— Start Input material —

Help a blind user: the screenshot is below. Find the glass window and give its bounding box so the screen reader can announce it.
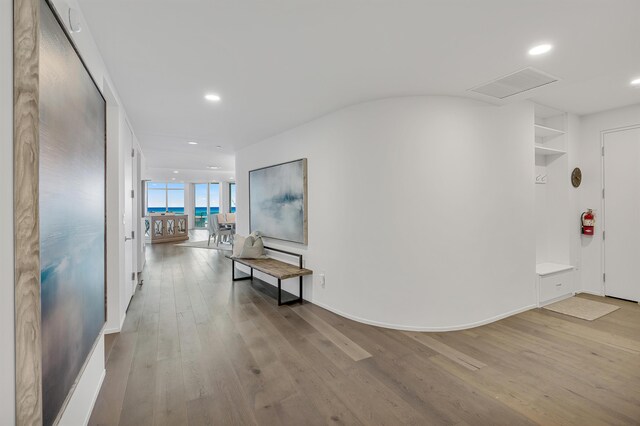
[167,189,184,214]
[229,183,236,213]
[209,183,220,214]
[193,183,209,228]
[193,183,220,228]
[147,182,184,215]
[147,186,167,213]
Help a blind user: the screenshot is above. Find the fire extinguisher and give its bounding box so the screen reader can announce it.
[580,209,596,236]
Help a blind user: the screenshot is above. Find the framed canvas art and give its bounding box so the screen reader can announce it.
[249,158,307,244]
[39,0,106,425]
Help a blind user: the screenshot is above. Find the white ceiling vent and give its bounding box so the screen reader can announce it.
[469,67,558,99]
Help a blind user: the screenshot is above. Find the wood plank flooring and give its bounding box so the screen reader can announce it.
[89,238,640,426]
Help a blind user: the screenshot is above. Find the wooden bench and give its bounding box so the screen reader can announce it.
[227,247,313,306]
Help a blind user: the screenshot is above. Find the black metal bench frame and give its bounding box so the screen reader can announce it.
[231,246,303,306]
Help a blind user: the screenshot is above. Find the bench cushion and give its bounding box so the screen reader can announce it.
[228,256,313,280]
[233,234,267,259]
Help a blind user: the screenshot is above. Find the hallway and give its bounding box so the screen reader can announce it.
[89,244,640,426]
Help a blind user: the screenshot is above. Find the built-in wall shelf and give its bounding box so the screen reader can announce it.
[536,262,573,277]
[536,145,567,155]
[533,124,564,139]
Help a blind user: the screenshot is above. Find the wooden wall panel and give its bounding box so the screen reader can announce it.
[13,0,42,425]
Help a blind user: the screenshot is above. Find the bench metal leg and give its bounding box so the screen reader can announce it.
[231,259,253,281]
[278,278,282,306]
[300,277,303,305]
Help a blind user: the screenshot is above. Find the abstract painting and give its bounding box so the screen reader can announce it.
[39,0,106,425]
[249,158,307,244]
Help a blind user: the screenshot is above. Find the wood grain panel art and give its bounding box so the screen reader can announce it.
[13,0,42,425]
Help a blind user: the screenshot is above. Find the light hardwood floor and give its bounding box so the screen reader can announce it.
[89,240,640,426]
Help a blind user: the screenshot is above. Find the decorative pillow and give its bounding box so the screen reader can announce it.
[231,234,247,257]
[232,233,267,259]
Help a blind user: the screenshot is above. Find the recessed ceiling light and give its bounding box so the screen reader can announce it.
[529,44,553,56]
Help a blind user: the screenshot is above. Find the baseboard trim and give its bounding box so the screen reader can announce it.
[311,302,537,332]
[84,368,107,426]
[576,290,605,297]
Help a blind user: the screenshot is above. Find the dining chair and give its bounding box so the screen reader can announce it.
[207,214,233,246]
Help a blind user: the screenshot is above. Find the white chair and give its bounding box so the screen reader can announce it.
[207,214,233,246]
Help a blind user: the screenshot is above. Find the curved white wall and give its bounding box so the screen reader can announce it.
[236,96,535,331]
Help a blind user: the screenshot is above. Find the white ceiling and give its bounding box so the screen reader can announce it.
[81,0,640,170]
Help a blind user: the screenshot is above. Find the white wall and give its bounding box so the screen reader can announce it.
[0,0,15,425]
[236,97,535,330]
[576,104,640,294]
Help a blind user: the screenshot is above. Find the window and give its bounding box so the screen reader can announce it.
[209,183,220,214]
[194,183,220,228]
[147,182,184,215]
[229,183,236,213]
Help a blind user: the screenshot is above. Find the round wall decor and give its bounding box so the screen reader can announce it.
[571,167,582,188]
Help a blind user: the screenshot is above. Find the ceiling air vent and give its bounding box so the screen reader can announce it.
[469,68,558,99]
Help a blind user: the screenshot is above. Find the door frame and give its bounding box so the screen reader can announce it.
[600,123,640,304]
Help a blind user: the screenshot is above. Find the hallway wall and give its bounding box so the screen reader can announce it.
[236,96,536,331]
[0,0,15,425]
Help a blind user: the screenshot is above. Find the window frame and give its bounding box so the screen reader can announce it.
[145,180,186,216]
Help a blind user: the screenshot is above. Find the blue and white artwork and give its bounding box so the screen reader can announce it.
[249,158,307,244]
[39,0,106,425]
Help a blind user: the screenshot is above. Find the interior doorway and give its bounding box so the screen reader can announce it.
[123,123,138,304]
[602,126,640,302]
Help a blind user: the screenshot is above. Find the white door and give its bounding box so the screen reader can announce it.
[123,123,136,309]
[603,127,640,301]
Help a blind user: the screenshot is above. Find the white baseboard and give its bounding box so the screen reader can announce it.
[576,290,604,297]
[84,369,107,426]
[311,302,537,332]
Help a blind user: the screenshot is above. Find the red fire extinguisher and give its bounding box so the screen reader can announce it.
[580,209,596,236]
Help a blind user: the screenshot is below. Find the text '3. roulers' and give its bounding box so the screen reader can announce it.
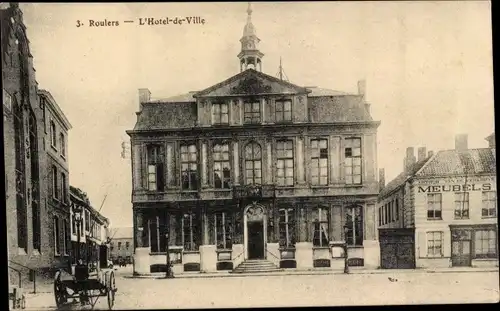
[139,16,205,26]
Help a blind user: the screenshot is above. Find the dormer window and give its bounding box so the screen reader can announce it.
[244,100,260,124]
[212,103,229,124]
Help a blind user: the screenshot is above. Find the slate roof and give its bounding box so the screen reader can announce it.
[379,157,431,198]
[418,148,496,176]
[109,227,134,239]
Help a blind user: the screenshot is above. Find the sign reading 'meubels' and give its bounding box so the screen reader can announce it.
[418,183,492,193]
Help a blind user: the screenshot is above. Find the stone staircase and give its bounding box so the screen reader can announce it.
[232,259,282,273]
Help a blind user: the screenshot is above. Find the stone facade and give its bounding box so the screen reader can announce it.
[378,134,498,268]
[127,4,380,273]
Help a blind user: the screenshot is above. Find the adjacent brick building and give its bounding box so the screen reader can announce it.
[378,134,498,268]
[38,90,71,267]
[109,227,134,264]
[127,3,380,273]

— End Input material —

▶ [Set problem]: Please update the records between the line holding "the wooden wall" and the line holding "[576,290,605,297]", inclusive, by changing "screen reader" to "voice assistant" and leaving all else as it stands. Return only those lines.

▶ [Worked answer]:
Help a blind user: the screenshot is above. Find the wooden wall panel and give its bounding box so the voice assistant can announce it.
[13,0,42,425]
Help a blind user: the screenshot is above. Find the bench metal leg and give its bounding box so the voice assistant can announce it.
[231,259,253,281]
[278,278,282,306]
[300,277,303,305]
Help a blind user: the screenshot is above. Find the abstract painting and give its bounding box so the voice assistant can announce it.
[39,0,106,425]
[249,158,307,244]
Help a blind user: the screenshot is above. Find the wood grain panel art and give its bounding box so the voice assistant can announce it.
[13,0,42,425]
Help a blind user: the screenshot is above. Find the light hardwood floor and give its bounding box so the voice assistant can announce it.
[89,240,640,426]
Help a blind user: the screenshot is above. Find the decorative pillow and give its bounding box so the voice assistant can announce it.
[231,234,247,257]
[232,233,267,259]
Help a blind user: the screenshot is above. Find the recessed ceiling light and give its bounding box so the voice assistant can announce it.
[529,44,553,56]
Help a blind user: the screenshot is above. Find the baseboard trim and give its bounding box so the voice assistant can announce it.
[311,302,537,332]
[84,368,107,426]
[576,290,605,297]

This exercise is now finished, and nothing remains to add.